STATED EXERCISE:
Collect every line in the items below that contains the word "Category", and copy each of those lines in full.

INFORMATION PROVIDED:
------

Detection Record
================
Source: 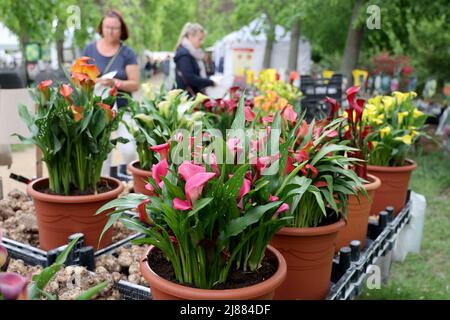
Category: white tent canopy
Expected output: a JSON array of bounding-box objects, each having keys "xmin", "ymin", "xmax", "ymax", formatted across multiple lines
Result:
[
  {"xmin": 0, "ymin": 22, "xmax": 19, "ymax": 50},
  {"xmin": 214, "ymin": 18, "xmax": 311, "ymax": 76}
]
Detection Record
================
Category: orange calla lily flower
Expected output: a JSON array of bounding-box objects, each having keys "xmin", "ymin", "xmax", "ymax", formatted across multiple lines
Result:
[
  {"xmin": 59, "ymin": 84, "xmax": 73, "ymax": 103},
  {"xmin": 38, "ymin": 80, "xmax": 53, "ymax": 92},
  {"xmin": 71, "ymin": 57, "xmax": 100, "ymax": 81},
  {"xmin": 70, "ymin": 105, "xmax": 84, "ymax": 122},
  {"xmin": 97, "ymin": 102, "xmax": 116, "ymax": 121}
]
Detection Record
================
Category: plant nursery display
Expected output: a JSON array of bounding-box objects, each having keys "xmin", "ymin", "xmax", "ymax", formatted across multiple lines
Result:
[
  {"xmin": 98, "ymin": 98, "xmax": 298, "ymax": 299},
  {"xmin": 14, "ymin": 57, "xmax": 126, "ymax": 250},
  {"xmin": 327, "ymin": 87, "xmax": 381, "ymax": 252},
  {"xmin": 126, "ymin": 84, "xmax": 207, "ymax": 194},
  {"xmin": 363, "ymin": 91, "xmax": 427, "ymax": 215}
]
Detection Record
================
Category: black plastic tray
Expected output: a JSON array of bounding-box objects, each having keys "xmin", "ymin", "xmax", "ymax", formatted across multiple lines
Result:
[
  {"xmin": 326, "ymin": 201, "xmax": 411, "ymax": 300},
  {"xmin": 2, "ymin": 213, "xmax": 142, "ymax": 270}
]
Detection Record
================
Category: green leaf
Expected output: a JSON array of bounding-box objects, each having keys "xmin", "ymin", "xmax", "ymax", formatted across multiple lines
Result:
[
  {"xmin": 74, "ymin": 281, "xmax": 108, "ymax": 300},
  {"xmin": 311, "ymin": 144, "xmax": 358, "ymax": 166},
  {"xmin": 161, "ymin": 176, "xmax": 186, "ymax": 200},
  {"xmin": 98, "ymin": 212, "xmax": 123, "ymax": 245},
  {"xmin": 224, "ymin": 201, "xmax": 282, "ymax": 238},
  {"xmin": 95, "ymin": 193, "xmax": 148, "ymax": 215},
  {"xmin": 308, "ymin": 186, "xmax": 327, "ymax": 215},
  {"xmin": 188, "ymin": 198, "xmax": 214, "ymax": 217},
  {"xmin": 231, "ymin": 94, "xmax": 245, "ymax": 130},
  {"xmin": 225, "ymin": 165, "xmax": 248, "ymax": 199}
]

------

COMPLETE ANSWER:
Category: white tent canopy
Category: orange calla lily flower
Category: plant nursery display
Category: black plastic tray
Category: green leaf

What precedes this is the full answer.